The times they are a-changin'

Someone called Mike attempts his five seconds of Internet fame by claiming that Flash Sucks and Web Standards and accessibility guru Mike Davies counters with a post titled Growing momentum behind accessible Flash.

This follows Drew McLellan's post on the WASP blog on Obstacles to Accessible Flash which highlights current accessibility issues that Flash is affected by due to browser limitations and other reasons, both Adobe-related and non-Adobe-related.

There is today more communication and understanding between the Flash and Web Standards communities than ever before. I've been trying to do my tiny little bit by actively encouraging this communication whenever possible and I've been very fortunate to have had the invaluable support of my friends Andy Budd, Jeremy Keith, Mike Davies, Christian Heilmann, Drew McLellan, Tom Croucher, Steve Webster, Pete Barr-Watson, Heather Ford, Lawrence Lessig, John Davey and many others in both the Flash and Web Standards communities.
......
> Things to do
1. Summarize the post in two sentences.
2. In the stretch of entries from the line containing "Practice step: point at the ceiling fan blade" through the end of the entries, swap "ceiling fan" for "overhead fan" and reproduce only that stretch, leaving everything else unchanged.
The post and the entries that follow it are unrelated pieces of material.
......
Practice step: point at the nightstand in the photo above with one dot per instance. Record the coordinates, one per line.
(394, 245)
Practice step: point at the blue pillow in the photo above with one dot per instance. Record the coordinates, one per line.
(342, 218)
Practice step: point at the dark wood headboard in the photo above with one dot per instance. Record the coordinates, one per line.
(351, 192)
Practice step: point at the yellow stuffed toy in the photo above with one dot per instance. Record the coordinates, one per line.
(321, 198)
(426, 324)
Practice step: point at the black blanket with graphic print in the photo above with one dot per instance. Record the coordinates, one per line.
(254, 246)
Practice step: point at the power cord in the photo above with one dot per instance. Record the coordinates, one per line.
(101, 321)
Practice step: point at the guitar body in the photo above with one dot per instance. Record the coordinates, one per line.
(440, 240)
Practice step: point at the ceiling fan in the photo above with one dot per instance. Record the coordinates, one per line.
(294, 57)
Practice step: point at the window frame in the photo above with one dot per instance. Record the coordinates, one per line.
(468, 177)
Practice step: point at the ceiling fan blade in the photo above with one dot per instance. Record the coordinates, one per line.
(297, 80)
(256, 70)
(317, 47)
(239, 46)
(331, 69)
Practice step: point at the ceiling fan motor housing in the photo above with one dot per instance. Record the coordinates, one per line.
......
> The answers
1. After someone called Mike claimed that Flash sucks, Mike Davies countered with a post titled Growing momentum behind accessible Flash, which follows Drew McLellan's WASP blog post on obstacles to accessible Flash. The author says the Flash and Web Standards communities now communicate and understand each other more than ever, and credits friends in both communities for supporting the author's efforts to encourage that communication.

2.
Practice step: point at the overhead fan blade in the photo above with one dot per instance. Record the coordinates, one per line.
(297, 80)
(256, 70)
(317, 47)
(239, 46)
(331, 69)
Practice step: point at the overhead fan motor housing in the photo above with one dot per instance. Record the coordinates, one per line.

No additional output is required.